## Problem description
Express each line of the listing below as a JSON list of strings, with one string per line and blank lines omitted.

## Provided entries
====================

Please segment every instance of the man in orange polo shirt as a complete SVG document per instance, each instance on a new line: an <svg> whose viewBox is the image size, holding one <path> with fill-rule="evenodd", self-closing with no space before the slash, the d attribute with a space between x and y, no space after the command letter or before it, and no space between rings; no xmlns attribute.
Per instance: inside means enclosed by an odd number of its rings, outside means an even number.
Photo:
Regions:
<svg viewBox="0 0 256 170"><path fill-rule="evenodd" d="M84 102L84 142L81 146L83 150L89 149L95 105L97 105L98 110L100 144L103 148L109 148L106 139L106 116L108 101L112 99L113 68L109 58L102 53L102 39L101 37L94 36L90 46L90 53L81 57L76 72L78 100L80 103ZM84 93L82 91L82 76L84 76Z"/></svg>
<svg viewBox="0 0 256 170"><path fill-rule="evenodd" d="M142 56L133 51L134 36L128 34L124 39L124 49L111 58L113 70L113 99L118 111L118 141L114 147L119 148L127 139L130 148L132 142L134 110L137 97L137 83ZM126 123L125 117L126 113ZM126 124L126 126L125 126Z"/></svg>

====================

## Response to the exercise
[
  "Please segment every instance of the man in orange polo shirt as a complete SVG document per instance, each instance on a new line: an <svg> whose viewBox is the image size, holding one <path> with fill-rule=\"evenodd\", self-closing with no space before the slash, the d attribute with a space between x and y, no space after the command letter or before it, and no space between rings; no xmlns attribute.",
  "Per instance: inside means enclosed by an odd number of its rings, outside means an even number.",
  "Photo:",
  "Regions:",
  "<svg viewBox=\"0 0 256 170\"><path fill-rule=\"evenodd\" d=\"M84 102L84 142L81 146L83 150L89 149L95 105L97 105L98 110L100 144L103 148L109 148L106 139L106 116L108 101L112 99L113 68L109 58L102 53L102 39L101 37L94 36L90 46L90 53L81 57L76 72L78 100L80 103ZM84 93L82 91L82 76L84 76Z\"/></svg>",
  "<svg viewBox=\"0 0 256 170\"><path fill-rule=\"evenodd\" d=\"M142 56L133 51L134 36L128 34L124 39L124 49L111 58L113 70L113 99L118 111L118 141L114 147L119 148L127 139L130 148L132 142L134 110L137 97L137 83ZM126 123L125 117L126 113ZM126 124L126 126L125 126Z\"/></svg>"
]